REQUIRED WORK: Write out every entry exactly as it appears.
-- Start of PROVIDED ENTRIES --
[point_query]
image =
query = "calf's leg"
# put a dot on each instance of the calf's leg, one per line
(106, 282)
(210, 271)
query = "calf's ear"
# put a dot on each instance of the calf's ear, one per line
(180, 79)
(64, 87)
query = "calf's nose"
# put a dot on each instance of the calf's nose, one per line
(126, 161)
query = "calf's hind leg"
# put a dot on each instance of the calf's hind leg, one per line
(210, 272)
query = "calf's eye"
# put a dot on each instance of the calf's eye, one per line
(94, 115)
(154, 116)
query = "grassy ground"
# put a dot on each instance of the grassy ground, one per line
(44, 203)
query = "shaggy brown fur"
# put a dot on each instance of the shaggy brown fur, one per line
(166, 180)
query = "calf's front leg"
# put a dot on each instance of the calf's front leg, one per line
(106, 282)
-- End of PROVIDED ENTRIES --
REPLY TO THE EXERCISE:
[point_query]
image =
query = "calf's leg"
# put a dot on each instance of the calf's leg, one per line
(106, 282)
(210, 271)
query = "calf's ear"
# put a dot on each instance of the calf's ear, one per line
(180, 79)
(64, 87)
query = "calf's nose"
# put a dot on each instance of the calf's nose, one per line
(126, 161)
query = "calf's hind leg"
# put a dot on each instance of the calf's hind leg, one per line
(210, 272)
query = "calf's eye"
# put a dot on each instance of the calf's eye, one per line
(94, 115)
(154, 116)
query = "grassy ground"
# put a dot on each instance of the grassy ground, one per line
(44, 203)
query = "shaggy brown fur"
# put a dot on each instance of the shaggy brown fur, one per line
(166, 180)
query = "calf's front leg"
# put a dot on each instance of the calf's front leg, one per line
(106, 282)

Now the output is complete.